### Work order
Each record is to be copied exactly as written.

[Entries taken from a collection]
↓

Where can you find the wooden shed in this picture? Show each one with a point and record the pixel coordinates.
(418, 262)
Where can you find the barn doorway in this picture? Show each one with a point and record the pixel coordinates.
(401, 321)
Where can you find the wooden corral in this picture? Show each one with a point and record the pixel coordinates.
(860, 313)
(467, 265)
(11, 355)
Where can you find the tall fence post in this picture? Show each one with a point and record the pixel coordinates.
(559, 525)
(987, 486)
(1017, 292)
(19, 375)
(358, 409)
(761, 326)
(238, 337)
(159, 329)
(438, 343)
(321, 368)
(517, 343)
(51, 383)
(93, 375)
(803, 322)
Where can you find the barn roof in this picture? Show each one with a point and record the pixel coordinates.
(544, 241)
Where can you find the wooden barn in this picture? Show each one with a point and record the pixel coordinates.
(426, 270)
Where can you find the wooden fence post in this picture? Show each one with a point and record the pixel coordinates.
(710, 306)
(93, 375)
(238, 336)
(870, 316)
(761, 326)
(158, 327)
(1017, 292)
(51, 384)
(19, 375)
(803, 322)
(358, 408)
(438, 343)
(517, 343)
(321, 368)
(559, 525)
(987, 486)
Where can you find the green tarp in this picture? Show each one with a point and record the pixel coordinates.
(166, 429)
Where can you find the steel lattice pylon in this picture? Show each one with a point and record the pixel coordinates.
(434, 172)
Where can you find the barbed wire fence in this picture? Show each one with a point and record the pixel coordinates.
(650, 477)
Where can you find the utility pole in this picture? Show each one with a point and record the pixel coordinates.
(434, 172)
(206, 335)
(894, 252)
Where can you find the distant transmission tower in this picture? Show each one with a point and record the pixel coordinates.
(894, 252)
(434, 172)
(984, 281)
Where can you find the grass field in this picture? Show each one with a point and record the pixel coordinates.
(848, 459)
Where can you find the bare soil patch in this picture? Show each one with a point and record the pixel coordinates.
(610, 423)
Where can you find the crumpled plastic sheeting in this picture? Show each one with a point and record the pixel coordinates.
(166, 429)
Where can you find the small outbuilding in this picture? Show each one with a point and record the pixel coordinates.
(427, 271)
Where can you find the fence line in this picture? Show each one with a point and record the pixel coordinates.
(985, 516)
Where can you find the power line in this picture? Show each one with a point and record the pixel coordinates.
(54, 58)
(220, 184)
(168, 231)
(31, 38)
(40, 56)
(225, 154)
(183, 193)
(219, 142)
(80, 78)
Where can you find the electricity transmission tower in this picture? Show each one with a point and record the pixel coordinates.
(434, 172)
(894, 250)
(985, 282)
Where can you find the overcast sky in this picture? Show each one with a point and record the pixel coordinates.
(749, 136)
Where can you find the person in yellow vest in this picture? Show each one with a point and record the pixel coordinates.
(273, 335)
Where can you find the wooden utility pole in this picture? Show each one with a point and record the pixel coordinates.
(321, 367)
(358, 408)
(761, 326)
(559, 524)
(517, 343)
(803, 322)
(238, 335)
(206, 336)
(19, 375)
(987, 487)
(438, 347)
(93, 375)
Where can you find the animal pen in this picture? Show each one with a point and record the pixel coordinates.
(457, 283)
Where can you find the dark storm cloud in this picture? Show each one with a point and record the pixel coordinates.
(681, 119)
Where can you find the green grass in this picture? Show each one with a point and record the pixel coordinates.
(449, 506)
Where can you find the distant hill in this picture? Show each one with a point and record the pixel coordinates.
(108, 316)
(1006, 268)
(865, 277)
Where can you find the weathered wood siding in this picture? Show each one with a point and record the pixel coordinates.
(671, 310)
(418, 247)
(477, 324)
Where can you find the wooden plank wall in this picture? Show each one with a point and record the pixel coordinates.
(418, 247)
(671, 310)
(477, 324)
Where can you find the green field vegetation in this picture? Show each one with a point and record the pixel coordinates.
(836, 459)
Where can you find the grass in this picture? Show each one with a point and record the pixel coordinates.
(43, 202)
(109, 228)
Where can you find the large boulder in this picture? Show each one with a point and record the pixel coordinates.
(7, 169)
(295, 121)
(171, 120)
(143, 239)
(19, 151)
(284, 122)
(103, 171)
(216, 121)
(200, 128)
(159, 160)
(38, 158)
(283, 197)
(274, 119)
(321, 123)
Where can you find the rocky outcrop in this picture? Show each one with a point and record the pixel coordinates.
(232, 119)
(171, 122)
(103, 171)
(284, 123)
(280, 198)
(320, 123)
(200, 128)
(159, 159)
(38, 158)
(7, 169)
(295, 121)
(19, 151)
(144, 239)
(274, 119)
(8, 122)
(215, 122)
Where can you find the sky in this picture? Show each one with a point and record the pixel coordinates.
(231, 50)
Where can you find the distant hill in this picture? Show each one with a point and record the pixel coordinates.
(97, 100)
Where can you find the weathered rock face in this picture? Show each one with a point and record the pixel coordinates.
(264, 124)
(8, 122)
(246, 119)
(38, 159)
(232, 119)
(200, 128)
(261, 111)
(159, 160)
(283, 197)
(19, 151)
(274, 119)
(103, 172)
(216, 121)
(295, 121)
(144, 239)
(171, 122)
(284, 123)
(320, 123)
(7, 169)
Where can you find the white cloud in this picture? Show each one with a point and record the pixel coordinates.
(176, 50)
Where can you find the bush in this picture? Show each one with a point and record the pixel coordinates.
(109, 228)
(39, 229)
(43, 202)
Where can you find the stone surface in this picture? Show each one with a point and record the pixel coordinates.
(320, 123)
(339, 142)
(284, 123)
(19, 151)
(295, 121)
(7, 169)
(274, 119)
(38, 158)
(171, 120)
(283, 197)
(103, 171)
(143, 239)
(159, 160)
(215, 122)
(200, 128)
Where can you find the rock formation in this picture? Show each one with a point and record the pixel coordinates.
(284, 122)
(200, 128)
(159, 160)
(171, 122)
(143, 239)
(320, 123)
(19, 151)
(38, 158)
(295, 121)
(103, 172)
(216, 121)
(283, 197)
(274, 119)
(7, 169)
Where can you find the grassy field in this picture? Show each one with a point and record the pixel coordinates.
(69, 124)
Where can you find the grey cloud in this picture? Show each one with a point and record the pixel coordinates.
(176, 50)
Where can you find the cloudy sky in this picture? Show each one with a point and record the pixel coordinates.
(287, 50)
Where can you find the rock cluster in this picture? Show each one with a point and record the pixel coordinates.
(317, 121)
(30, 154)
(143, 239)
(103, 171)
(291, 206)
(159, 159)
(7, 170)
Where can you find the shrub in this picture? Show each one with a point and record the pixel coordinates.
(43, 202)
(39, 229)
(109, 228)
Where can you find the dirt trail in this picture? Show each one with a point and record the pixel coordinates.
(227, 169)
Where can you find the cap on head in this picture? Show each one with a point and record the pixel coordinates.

↑

### Response to the exercise
Where can you find the wooden shed in this picture? Show each one with a point and record the pixel coordinates.
(418, 262)
Where can you find the barn doorway in this picture? Show each one with a point and record the pixel coordinates.
(401, 321)
Where can you find the wooden corral in this picture? Show each one with a point and record the pixel coordinates.
(860, 313)
(467, 265)
(11, 355)
Where can you find the tall fence post in this picture? Show each one with a point and record the pixel coordinates.
(559, 525)
(987, 486)
(1017, 292)
(19, 375)
(358, 409)
(761, 326)
(238, 337)
(159, 329)
(438, 343)
(321, 368)
(517, 343)
(51, 383)
(93, 375)
(803, 322)
Where can you find the barn roof in this picture? Show each one with a point and record the pixel coordinates.
(544, 241)
Where can you find the wooden barn in this picture? Show each one with a point and record the pixel coordinates.
(426, 270)
Where can you find the wooden fence post in this picture? Show each one with a point and record the pixel coordinates.
(710, 306)
(93, 375)
(238, 336)
(870, 316)
(761, 326)
(158, 327)
(1017, 292)
(51, 384)
(19, 375)
(803, 322)
(358, 408)
(438, 343)
(517, 343)
(321, 368)
(559, 525)
(987, 486)
Where can you find the green tarp in this picture? Show each one with a point and record the pixel coordinates.
(166, 429)
Where can you find the steel lattice pylon in this picture? Show each one with a point and record the pixel coordinates.
(434, 172)
Where can you find the barbed wire fence in this picture? Show each one with a point and record the pixel coordinates.
(650, 477)
Where can you find the utility pole in this picture? Show each one with a point and record the pixel coordinates.
(434, 172)
(206, 335)
(894, 252)
Where can you find the distant transmission tower in this picture? Show each one with a point and record the pixel coordinates.
(894, 252)
(434, 172)
(984, 281)
Where can you find the grass field in this picture? Show each one with a point and record the pixel coordinates.
(848, 459)
Where can you find the bare soil patch in this picture? Show each one with a point and record the pixel coordinates.
(610, 423)
Where can you find the crumpled plastic sheeting in this picture? Show each one with a point and record the pixel coordinates.
(166, 429)
Where can you find the small outbuilding in this picture? Show each one with a point and record the pixel coordinates.
(427, 271)
Where can you find the fence line in this picture? Show each one with a point and record the pixel coordinates.
(985, 516)
Where can you find the power line in this picture? Show each one with a point and record the pixel coordinates.
(54, 58)
(220, 184)
(168, 231)
(31, 38)
(40, 56)
(225, 154)
(183, 193)
(219, 142)
(80, 78)
Where can you find the electricity transmission tower in this picture? Show each one with a point and record the pixel coordinates.
(434, 172)
(894, 250)
(985, 282)
Where can you find the overcast sky in this picture? Show each one with a point and record the pixel coordinates.
(749, 136)
Where can you find the person in yellow vest in this picture? Show each one with a point and record the pixel coordinates.
(273, 335)
Where can you find the wooden utility pole in this picture? Show each one with a point and record the pixel coordinates.
(321, 367)
(358, 408)
(761, 326)
(559, 524)
(517, 343)
(803, 322)
(238, 335)
(206, 336)
(19, 375)
(987, 487)
(438, 347)
(93, 375)
Where can you find the animal pen in this picture? Show each one with a point and record the pixel coordinates.
(457, 283)
Where can you find the dark storm cloud in this picture? Show each one with a point and record the pixel coordinates.
(681, 119)
Where can you find the green grass in this picture? Show each one with a point and record the pixel coordinates.
(449, 506)
Where can you find the distant hill in this picture? Show each one with a point and record the pixel coordinates.
(108, 316)
(1006, 268)
(865, 277)
Where can you find the weathered wood siding in this picture? Show each one with a point and record the pixel coordinates.
(671, 310)
(418, 247)
(477, 324)
Where can you find the wooden plank wall in this picture? Show each one with a point and record the pixel coordinates.
(418, 247)
(671, 310)
(477, 324)
Where can you find the green field vegetation in this picture? Show each one with a point and record the pixel coordinates.
(836, 459)
Where can you find the grass in this picture? Show each one with a point and record the pixel coordinates.
(43, 202)
(109, 228)
Where can you find the large boulder in this picture? Show each one with a point and record the pixel coordinates.
(7, 169)
(295, 121)
(171, 120)
(143, 239)
(19, 151)
(284, 122)
(103, 171)
(216, 121)
(200, 128)
(159, 160)
(38, 158)
(283, 197)
(274, 119)
(321, 123)
Where can you find the rocky outcrop in this picture? Show each one with a point and record the pixel coordinates.
(232, 119)
(171, 122)
(103, 171)
(284, 123)
(280, 198)
(320, 123)
(200, 128)
(159, 159)
(38, 158)
(7, 169)
(295, 121)
(19, 151)
(144, 239)
(274, 119)
(8, 122)
(215, 122)
Where can you find the sky in this picture? Show each one with a point and record the pixel coordinates.
(231, 50)
Where can you find the distant hill in this picture? Show each one with a point and record the pixel coordinates.
(97, 100)
Where can you find the weathered rock face in this picture? Show each one with a point and record the pixel coordinates.
(264, 124)
(8, 122)
(246, 119)
(38, 159)
(232, 119)
(200, 128)
(261, 111)
(159, 160)
(283, 197)
(19, 151)
(274, 119)
(103, 172)
(216, 121)
(295, 121)
(144, 239)
(171, 122)
(284, 123)
(320, 123)
(7, 169)
Where can you find the white cloud in this picture? Show each one with a point and record the pixel coordinates.
(176, 50)
Where can you find the bush in this picture? Show each one with a point and record the pixel coordinates.
(109, 228)
(39, 229)
(43, 202)
Where can you find the stone surface in this picture? Show each one with a point and record the pixel coordinates.
(320, 123)
(339, 142)
(284, 123)
(19, 151)
(295, 121)
(7, 169)
(274, 119)
(38, 158)
(171, 120)
(283, 197)
(103, 171)
(143, 239)
(159, 160)
(215, 122)
(200, 128)
Where can you find the rock formation in this picture? Show each one with a point and record the pixel coordinates.
(284, 122)
(200, 128)
(159, 160)
(171, 122)
(143, 239)
(320, 123)
(19, 151)
(38, 158)
(295, 121)
(103, 172)
(216, 121)
(283, 197)
(274, 119)
(7, 169)
Where can you find the grassy field in this picture? Show each one with a point and record the pixel coordinates.
(69, 124)
Where can you find the grey cloud in this picture? Show each one with a point and record the pixel coordinates.
(176, 50)
Where can you find the cloudy sky in this picture? Show each one with a point and record the pixel coordinates.
(287, 50)
Where can you find the rock cluster in this picture? Show each one with a point and record the pixel coordinates.
(317, 121)
(30, 154)
(143, 239)
(103, 171)
(291, 206)
(159, 159)
(7, 170)
Where can you find the shrub in this picture? Show each one with a point and record the pixel coordinates.
(43, 202)
(39, 229)
(109, 228)
Where can you find the dirt trail in this picture? Show each one with a point and record the pixel coordinates.
(227, 169)
Where can you find the cap on head in this picture? Show each one with a point and record the pixel coordinates.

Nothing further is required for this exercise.